Tasks to carry out:
A - From the diary entries below, list each activity the writer plans for the day in the entry dated Friday, October 29, 2021.
B - Resume the diary entries after their last sentence, continuing the entry dated Thursday, October 28, 2021.

Text:
__________________________________________________
Friday, October 29, 2021

Deep Sleep

Pre FND, I slept 4-5 hours a night and I did that for five decades. Last night I slept for 10.5 hours, exhausted from s short night of socializing. I tell people that it’s hard to talk; nothing proves that more than how much sleep I need after a night of talking with friends. This weekend is going to exhaust me, but I’m going to Victoria anyway.

I had a wonderful visit with Merrill, Leo and Issa last night, and the fish curry went down well (although I was disappointed in it; it was rather bland).

Today, I am dog walking with my friends and then baking a cake to take to Victoria for Chris’ birthday, and then I am going to relax on the couch in hopes of banking some energy for tomorrow and Chris’ party. It’s a glorious day today, after days of rain and darkness, so that will help to energize me.

And my foot, although still blue, is much better. Walking is easy now.

Thursday, October 28, 2021

Wallace Stegner

The nicest part of yesterday was running into Merrill at the grocery store. She, Issa and Leo came by in the afternoon for a visit, and they’re coming for dinner tonight. Progress has really happened in spades on their house, and I’m thrilled because it means they’ll be back to move in at the end of January.
__________________________________________________
Supplied material:

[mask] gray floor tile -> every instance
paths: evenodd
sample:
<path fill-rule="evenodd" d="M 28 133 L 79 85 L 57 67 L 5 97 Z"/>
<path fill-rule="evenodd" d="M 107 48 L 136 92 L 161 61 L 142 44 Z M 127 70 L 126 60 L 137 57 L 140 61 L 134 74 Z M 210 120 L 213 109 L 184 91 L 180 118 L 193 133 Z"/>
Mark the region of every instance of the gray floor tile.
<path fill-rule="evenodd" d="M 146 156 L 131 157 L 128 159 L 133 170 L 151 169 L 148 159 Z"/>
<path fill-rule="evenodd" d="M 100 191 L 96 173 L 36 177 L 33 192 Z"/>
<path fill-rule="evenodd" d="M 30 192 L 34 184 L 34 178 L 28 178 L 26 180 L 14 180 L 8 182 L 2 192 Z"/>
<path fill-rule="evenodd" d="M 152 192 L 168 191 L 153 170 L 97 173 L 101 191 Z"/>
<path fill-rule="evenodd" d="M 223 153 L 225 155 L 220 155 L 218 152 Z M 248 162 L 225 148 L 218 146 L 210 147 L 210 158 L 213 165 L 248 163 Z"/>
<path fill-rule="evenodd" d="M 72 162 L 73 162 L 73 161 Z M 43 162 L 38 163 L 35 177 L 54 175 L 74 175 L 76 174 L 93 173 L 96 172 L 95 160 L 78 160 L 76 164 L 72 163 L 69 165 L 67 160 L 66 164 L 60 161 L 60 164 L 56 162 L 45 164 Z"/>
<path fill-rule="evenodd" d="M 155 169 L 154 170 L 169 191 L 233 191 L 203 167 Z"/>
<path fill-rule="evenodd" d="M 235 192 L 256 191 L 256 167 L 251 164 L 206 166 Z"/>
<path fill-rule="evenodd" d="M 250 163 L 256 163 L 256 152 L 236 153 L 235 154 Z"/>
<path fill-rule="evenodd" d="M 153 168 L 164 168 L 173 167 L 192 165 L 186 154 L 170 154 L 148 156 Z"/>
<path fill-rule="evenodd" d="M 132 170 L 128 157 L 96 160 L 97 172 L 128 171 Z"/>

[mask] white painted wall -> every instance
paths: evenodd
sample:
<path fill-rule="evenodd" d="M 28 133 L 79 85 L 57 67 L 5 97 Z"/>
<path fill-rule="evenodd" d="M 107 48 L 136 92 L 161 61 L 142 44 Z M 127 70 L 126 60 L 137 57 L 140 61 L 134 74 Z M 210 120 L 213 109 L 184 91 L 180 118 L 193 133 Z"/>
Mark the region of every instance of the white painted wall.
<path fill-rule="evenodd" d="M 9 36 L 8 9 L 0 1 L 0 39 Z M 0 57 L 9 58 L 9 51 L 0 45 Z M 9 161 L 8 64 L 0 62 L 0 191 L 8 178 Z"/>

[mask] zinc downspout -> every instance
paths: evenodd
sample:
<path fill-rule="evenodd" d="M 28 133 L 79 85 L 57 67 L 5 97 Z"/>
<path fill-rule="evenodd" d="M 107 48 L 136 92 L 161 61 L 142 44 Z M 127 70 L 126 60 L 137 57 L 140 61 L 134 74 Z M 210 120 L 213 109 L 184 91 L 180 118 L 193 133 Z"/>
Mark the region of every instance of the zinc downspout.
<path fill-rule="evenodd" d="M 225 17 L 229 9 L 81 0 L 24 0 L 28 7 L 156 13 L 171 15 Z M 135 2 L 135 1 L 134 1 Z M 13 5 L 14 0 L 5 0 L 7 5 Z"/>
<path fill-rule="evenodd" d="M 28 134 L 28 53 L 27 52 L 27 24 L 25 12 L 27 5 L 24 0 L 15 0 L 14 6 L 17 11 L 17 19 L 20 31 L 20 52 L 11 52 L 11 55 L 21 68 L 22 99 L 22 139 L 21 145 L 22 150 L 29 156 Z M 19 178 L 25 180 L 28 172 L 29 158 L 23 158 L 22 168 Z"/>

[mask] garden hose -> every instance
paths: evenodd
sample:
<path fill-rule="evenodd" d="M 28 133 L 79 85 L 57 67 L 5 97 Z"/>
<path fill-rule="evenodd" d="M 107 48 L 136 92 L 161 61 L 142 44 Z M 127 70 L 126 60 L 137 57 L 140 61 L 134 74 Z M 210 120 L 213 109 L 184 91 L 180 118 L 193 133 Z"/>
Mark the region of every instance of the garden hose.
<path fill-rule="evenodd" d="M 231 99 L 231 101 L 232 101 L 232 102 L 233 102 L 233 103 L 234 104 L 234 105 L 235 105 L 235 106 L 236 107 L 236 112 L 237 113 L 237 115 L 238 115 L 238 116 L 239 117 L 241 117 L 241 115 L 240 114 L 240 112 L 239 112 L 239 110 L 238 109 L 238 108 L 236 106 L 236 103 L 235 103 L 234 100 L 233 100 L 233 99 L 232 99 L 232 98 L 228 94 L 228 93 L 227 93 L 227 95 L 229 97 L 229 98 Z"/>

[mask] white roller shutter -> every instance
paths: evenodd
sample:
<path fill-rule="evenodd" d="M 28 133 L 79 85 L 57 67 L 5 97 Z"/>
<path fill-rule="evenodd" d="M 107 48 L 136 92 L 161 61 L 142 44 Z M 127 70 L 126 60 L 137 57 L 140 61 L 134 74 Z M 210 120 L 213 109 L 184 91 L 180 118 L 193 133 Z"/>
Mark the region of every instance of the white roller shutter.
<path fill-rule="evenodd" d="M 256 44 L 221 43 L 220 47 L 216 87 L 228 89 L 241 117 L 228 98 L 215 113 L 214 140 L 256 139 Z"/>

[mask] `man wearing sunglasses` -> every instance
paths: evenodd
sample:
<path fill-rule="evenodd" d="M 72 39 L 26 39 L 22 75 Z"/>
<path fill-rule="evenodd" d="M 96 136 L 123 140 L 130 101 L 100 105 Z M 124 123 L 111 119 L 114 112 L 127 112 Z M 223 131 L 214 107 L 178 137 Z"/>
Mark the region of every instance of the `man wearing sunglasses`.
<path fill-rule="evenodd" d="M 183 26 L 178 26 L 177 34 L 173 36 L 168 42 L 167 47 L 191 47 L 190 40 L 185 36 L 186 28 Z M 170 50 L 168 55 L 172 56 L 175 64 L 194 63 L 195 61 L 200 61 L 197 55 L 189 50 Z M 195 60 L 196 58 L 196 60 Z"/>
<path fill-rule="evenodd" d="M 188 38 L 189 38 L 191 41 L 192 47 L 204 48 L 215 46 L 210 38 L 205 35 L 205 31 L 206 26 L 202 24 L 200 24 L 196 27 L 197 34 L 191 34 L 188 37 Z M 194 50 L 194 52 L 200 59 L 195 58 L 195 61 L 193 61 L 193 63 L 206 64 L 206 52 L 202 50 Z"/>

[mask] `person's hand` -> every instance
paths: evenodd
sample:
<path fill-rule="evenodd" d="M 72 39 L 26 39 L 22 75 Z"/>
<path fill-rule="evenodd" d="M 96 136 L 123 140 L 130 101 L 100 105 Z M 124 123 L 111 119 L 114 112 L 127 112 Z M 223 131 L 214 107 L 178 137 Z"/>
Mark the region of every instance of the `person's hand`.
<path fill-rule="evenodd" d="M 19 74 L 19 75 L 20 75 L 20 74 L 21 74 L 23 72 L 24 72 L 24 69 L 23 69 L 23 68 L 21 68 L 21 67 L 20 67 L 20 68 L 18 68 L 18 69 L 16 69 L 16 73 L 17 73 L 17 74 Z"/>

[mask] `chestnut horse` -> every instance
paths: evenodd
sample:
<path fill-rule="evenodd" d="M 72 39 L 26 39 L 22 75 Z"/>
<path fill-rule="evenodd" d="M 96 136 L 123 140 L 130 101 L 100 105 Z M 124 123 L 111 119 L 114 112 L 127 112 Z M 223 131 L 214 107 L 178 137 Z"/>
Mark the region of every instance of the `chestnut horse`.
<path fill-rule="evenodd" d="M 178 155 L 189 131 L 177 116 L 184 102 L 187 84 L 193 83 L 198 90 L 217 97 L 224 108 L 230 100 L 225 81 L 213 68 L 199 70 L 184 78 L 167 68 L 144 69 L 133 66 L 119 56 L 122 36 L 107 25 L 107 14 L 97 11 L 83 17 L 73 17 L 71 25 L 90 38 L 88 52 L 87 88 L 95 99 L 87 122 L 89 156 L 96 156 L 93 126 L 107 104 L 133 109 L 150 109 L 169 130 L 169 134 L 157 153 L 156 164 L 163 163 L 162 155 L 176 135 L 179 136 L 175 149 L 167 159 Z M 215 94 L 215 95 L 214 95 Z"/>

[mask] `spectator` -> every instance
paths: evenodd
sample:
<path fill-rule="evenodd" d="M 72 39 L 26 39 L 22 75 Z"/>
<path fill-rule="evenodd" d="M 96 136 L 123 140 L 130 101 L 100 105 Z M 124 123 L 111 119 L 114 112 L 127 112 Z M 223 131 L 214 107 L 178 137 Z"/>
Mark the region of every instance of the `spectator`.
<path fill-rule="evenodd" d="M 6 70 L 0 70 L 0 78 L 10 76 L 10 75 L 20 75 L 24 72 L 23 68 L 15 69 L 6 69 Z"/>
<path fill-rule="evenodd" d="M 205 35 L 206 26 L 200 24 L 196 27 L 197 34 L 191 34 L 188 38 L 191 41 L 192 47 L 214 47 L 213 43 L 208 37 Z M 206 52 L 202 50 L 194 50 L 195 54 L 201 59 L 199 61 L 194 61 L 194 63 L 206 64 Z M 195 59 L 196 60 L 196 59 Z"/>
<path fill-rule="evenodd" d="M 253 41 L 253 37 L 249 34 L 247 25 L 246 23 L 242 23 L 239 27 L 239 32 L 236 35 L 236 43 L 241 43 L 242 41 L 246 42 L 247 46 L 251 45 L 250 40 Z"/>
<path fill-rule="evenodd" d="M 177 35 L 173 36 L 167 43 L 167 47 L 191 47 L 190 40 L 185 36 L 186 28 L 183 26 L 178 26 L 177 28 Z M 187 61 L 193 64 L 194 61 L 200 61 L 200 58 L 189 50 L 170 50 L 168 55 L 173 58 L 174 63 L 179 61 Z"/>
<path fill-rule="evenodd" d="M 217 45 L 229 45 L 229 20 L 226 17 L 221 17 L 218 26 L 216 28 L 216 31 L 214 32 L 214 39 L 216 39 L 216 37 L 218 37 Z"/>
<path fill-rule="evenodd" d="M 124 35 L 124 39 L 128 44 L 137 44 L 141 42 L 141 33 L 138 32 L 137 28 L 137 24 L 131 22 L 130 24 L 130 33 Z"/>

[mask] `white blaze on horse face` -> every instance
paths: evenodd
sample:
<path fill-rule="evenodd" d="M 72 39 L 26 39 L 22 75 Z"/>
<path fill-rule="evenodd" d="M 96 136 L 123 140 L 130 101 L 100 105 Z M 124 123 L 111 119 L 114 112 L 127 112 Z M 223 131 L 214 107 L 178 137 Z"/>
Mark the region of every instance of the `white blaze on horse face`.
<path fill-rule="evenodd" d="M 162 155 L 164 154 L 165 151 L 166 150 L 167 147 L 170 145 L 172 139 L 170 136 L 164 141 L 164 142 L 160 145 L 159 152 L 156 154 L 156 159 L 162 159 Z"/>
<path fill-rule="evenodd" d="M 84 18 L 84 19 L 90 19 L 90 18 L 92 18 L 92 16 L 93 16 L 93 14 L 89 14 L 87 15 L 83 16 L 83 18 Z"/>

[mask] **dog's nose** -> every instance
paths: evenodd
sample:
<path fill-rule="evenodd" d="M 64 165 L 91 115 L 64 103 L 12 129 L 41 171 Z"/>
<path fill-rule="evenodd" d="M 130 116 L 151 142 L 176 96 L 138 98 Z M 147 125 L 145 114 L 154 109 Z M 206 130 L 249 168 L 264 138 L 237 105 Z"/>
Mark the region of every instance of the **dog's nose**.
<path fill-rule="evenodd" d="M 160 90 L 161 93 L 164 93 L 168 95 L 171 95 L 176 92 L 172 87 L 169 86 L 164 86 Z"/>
__________________________________________________
Answers to the exercises:
A -
- Dog walking with friends
- Baking a cake to take to Victoria for Chris' birthday
- Relaxing on the couch

B -
The worst part of yesterday was discovering that the recent storm caused two enormous branches to fall onto my garden, a garden far out of view of the house, destroying several plants. Each one is far too big and heavy to move. I’ll have to saw them into pieces to get them out of the yard.

I keep thinking about what Phil said on our big Sunday dog walk two weeks ago.

“They’ll never go away,” he said.

It’s been well over five years that I’ve had my symptoms. They’ve changed over time, but they’ve never left since they came on. But each time there’s a long gap between seizures, I believe that I’m ‘cured.’ That makes me think that I’ve not yet completely accepted my symptoms; hearing what Phil said may have helped.

The book I will finish today, by Wallace Stegner, contains a paragraph wherein a grand dame of the American West is talking to her daughter about her daughter’s suitor. Instead of itemizing his strengths, she lists things that aren’t ‘wrong’ about him: He doesn’t drink to excess, he’s not rude, he’s not unattractive, she says, and continues like this through a long list that includes, “not a stammerer.”

It surprises me to say that it hurt, somehow, to read that—especially coming from a writer who, for me, is one of the greatest writers I’ve read. There’s such majesty in his writing, yet in in no way seems forced or pretentious. It doesn’t feel like an author trying to win awards.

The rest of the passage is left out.